- TASK GOAL: Pick out each line of the entries below that contains the string "dome".
━━━━━ EXERCISE INPUTS ━━━━━
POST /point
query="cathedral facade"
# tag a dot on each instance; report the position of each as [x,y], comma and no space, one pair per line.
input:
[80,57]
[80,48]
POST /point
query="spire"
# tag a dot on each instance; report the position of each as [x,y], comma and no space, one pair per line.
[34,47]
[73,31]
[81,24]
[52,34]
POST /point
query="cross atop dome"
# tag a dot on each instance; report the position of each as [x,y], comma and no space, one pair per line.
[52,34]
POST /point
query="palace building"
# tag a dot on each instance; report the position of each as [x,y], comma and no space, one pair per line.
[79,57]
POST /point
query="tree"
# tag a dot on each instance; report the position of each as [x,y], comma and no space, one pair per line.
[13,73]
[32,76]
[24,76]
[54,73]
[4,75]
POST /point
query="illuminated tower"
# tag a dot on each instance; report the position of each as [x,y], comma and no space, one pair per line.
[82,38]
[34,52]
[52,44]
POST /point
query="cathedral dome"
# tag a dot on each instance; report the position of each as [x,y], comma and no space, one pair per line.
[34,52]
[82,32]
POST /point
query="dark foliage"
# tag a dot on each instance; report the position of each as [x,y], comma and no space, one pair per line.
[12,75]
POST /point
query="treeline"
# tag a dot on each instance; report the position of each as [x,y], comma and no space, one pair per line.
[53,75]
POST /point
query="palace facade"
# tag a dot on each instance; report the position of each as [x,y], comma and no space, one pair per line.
━━━━━
- EXERCISE RESULT:
query="cross atop dome"
query="cathedral dome"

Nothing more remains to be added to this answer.